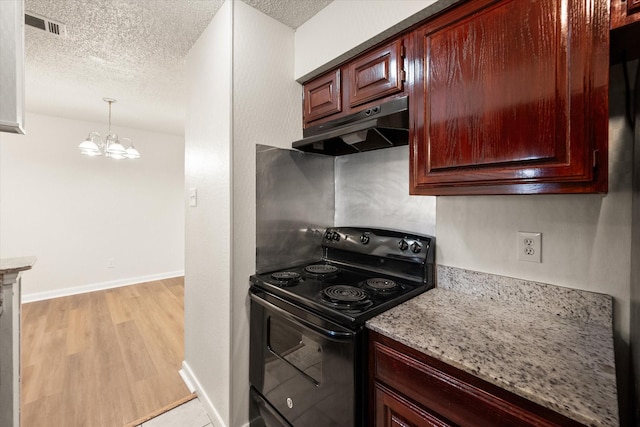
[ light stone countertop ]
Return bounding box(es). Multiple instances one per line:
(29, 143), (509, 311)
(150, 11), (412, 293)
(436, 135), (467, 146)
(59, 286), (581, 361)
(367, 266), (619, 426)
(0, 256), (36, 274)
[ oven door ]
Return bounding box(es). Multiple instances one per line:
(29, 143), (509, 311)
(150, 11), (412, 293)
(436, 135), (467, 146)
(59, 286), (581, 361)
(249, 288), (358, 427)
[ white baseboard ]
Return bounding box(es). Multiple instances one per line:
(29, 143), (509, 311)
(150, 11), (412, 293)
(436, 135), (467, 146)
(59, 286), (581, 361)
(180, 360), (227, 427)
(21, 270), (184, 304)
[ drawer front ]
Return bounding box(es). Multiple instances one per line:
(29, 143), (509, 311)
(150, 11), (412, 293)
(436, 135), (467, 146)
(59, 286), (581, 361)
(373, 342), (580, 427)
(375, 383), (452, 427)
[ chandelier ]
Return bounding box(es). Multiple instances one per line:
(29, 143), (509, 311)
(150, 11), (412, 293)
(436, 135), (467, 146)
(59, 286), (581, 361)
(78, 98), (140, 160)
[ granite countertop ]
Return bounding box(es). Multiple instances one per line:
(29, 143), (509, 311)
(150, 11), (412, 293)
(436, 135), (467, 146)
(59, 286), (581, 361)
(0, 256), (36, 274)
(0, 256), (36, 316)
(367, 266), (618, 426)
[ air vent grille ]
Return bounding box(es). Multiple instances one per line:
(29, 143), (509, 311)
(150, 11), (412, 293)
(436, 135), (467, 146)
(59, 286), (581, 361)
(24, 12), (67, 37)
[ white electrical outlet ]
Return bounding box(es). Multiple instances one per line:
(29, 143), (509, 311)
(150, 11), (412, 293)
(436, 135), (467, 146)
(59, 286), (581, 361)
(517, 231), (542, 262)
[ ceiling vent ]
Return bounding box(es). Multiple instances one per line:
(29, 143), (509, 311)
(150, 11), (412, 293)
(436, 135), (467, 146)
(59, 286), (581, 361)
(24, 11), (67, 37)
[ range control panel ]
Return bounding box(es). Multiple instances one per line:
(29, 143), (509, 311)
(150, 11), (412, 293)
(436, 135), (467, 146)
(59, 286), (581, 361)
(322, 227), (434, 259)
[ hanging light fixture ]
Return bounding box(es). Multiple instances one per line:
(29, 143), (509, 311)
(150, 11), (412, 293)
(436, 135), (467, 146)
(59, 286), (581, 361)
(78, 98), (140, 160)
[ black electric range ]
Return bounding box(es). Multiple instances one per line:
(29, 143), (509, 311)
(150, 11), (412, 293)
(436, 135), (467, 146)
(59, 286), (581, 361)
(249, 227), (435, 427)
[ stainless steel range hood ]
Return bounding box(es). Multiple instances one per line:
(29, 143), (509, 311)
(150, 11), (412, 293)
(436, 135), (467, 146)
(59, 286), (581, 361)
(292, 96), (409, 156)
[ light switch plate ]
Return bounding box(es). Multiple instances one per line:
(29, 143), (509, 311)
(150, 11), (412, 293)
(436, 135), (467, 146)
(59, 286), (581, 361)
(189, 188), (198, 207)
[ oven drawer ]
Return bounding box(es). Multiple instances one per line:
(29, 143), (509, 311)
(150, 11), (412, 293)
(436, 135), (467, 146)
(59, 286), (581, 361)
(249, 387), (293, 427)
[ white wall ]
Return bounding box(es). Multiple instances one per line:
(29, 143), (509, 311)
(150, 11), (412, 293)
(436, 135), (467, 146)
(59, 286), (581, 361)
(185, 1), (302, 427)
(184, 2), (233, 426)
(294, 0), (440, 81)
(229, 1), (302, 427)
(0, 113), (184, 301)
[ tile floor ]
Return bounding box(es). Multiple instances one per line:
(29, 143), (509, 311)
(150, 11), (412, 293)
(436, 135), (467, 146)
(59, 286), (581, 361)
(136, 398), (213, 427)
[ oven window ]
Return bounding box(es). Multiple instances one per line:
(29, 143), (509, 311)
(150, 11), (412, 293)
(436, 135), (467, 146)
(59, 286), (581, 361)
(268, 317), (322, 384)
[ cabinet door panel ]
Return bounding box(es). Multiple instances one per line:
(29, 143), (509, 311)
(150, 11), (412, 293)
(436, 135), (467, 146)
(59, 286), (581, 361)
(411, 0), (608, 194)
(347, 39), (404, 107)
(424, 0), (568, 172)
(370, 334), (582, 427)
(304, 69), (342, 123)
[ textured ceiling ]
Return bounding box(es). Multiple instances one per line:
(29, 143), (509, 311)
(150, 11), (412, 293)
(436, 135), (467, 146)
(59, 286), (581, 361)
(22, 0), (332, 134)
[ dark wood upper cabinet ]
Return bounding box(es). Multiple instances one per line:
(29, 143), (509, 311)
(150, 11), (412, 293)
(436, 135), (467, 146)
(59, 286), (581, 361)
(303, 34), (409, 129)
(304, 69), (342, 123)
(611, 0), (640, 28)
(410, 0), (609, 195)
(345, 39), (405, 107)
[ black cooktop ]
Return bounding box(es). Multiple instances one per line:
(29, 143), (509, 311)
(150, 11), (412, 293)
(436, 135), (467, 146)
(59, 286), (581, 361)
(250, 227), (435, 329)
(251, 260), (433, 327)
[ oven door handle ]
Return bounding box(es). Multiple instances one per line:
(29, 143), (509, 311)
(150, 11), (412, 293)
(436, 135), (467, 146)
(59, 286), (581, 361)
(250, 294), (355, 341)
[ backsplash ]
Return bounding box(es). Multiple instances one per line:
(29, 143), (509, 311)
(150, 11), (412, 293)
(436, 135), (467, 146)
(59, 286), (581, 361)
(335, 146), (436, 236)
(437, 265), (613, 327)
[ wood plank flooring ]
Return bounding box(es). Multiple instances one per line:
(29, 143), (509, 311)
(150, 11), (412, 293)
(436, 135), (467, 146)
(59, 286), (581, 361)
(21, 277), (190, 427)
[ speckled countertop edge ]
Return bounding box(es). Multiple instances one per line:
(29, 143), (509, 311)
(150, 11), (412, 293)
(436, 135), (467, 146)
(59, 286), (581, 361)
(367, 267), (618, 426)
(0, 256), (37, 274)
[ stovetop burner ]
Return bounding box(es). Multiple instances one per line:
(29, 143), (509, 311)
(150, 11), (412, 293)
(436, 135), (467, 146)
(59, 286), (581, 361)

★ ★ ★ ★ ★ ★ ★

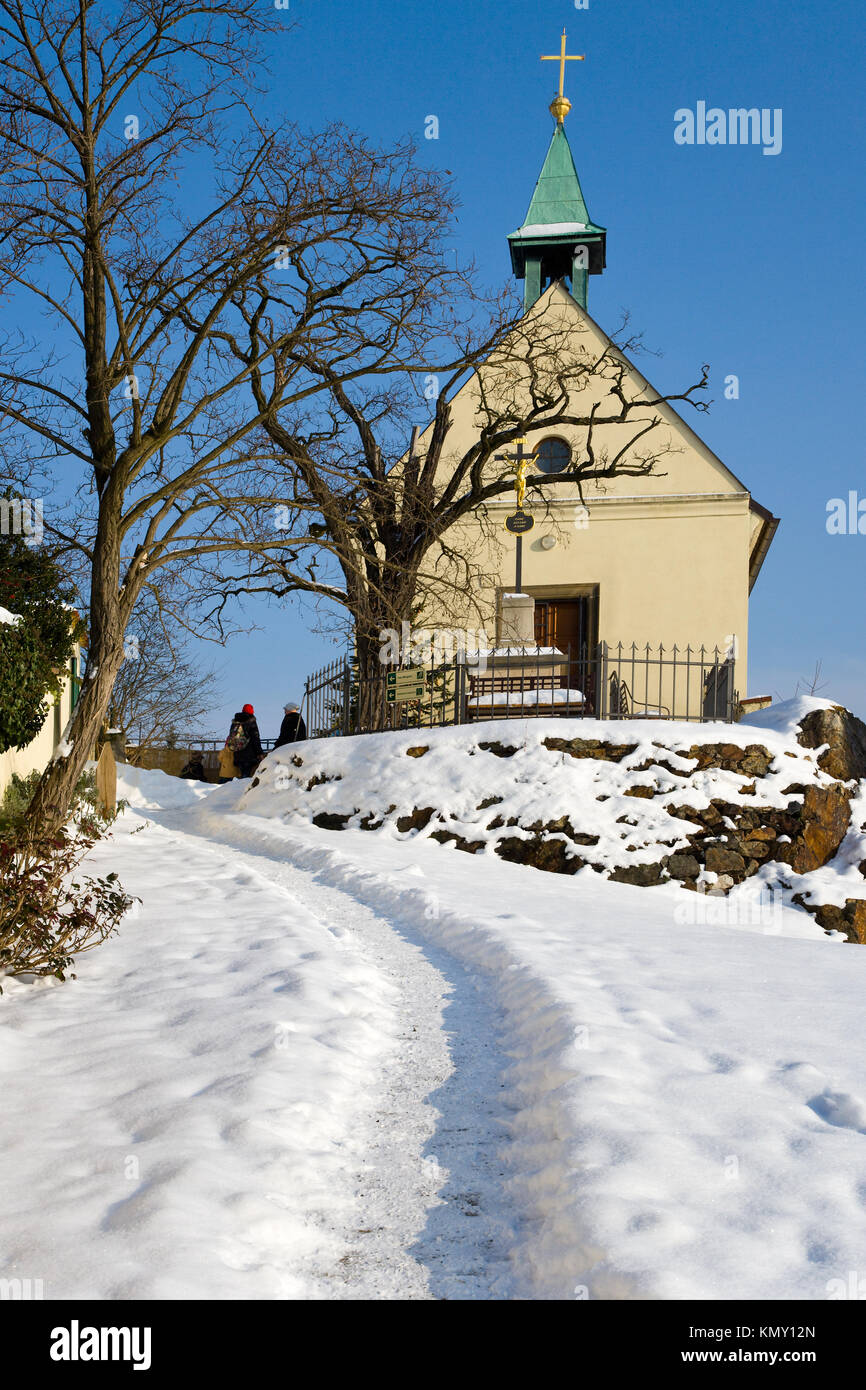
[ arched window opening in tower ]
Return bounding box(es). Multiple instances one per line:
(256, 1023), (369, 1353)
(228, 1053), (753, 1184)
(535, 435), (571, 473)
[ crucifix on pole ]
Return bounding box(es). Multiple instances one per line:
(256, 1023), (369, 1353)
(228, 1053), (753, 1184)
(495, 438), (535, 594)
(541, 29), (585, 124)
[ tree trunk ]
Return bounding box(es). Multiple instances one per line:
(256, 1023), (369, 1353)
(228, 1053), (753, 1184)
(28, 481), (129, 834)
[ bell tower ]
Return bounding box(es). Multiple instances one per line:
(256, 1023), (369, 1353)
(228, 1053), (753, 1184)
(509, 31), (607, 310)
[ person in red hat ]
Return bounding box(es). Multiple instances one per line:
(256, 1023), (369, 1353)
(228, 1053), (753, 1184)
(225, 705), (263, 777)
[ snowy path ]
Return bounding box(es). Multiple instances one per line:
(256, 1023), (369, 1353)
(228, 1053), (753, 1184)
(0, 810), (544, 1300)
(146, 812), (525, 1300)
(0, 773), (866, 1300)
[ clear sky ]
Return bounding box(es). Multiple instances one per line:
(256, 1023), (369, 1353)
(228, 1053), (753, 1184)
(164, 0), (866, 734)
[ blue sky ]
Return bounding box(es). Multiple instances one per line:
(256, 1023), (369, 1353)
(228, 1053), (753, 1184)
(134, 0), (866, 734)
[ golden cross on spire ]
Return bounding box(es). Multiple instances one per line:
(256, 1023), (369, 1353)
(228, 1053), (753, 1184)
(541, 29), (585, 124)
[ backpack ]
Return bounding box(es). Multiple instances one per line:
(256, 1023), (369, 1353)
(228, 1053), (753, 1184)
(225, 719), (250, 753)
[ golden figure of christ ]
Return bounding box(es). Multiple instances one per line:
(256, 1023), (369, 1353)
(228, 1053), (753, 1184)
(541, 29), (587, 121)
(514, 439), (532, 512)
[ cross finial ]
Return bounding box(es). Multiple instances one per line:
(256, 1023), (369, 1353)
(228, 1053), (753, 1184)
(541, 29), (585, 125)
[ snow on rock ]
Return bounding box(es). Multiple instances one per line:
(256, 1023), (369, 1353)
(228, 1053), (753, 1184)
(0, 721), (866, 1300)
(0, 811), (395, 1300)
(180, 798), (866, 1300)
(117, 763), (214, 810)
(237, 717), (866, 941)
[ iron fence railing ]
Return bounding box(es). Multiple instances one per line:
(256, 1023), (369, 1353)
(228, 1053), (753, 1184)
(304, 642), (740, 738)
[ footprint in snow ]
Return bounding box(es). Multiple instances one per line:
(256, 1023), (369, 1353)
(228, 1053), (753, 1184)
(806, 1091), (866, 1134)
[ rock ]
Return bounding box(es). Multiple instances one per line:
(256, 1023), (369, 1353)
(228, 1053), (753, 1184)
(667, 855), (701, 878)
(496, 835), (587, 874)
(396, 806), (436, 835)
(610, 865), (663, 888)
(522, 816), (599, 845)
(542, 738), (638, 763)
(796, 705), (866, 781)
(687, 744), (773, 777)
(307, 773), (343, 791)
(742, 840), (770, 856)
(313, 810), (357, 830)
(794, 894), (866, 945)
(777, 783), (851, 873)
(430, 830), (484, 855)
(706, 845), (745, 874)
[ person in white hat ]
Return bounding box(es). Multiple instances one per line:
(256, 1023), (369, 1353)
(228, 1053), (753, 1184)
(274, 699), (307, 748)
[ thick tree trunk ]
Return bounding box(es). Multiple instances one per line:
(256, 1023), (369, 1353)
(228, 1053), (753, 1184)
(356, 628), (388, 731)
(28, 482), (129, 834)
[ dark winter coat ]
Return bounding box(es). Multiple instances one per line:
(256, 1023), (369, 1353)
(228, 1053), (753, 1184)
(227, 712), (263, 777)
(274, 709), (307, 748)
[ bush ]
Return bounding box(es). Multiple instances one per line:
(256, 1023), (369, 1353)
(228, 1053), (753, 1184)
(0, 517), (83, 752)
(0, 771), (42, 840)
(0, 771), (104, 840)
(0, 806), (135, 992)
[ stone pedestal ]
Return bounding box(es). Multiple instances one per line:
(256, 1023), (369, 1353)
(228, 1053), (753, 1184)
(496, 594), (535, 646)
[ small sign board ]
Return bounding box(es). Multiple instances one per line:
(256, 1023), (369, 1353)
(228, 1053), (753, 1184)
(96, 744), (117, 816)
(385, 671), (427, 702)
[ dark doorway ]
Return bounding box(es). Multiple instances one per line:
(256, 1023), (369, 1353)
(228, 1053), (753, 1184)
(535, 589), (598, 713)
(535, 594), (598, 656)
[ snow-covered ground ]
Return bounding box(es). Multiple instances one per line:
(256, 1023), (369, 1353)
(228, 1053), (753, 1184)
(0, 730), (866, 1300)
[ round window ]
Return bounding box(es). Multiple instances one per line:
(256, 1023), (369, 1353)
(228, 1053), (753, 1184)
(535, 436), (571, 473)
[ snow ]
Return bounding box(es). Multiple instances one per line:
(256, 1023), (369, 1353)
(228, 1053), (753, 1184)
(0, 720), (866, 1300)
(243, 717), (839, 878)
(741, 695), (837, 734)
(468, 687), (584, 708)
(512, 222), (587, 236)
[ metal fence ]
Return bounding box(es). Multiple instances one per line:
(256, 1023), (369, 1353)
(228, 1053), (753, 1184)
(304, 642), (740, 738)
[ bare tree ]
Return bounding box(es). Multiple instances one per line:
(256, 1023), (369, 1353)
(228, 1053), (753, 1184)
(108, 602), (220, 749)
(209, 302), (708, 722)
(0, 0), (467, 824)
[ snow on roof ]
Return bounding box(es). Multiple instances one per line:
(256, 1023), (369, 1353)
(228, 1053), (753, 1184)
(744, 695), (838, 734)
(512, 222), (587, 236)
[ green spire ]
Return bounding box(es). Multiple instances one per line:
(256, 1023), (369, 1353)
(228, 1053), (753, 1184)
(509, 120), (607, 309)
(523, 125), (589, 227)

★ ★ ★ ★ ★ ★ ★

Copy the lines of the records, unchanged, from the line holding "[ hanging light fixture ]" through the line holding "(292, 96), (409, 156)", both included.

Full output:
[ hanging light fixture ]
Return bounding box(es). Multiple instances one per line:
(29, 143), (509, 311)
(150, 11), (412, 293)
(436, 135), (467, 146)
(59, 286), (581, 361)
(78, 98), (140, 160)
[ black electric range ]
Return bounding box(es). Multiple instances one per line:
(29, 143), (509, 311)
(150, 11), (412, 293)
(436, 135), (467, 146)
(59, 286), (581, 361)
(249, 227), (435, 427)
[ stainless steel range hood ]
Return bounding box(es). Multiple instances one per line:
(29, 143), (509, 311)
(150, 11), (412, 293)
(436, 135), (467, 146)
(59, 286), (581, 361)
(292, 96), (409, 156)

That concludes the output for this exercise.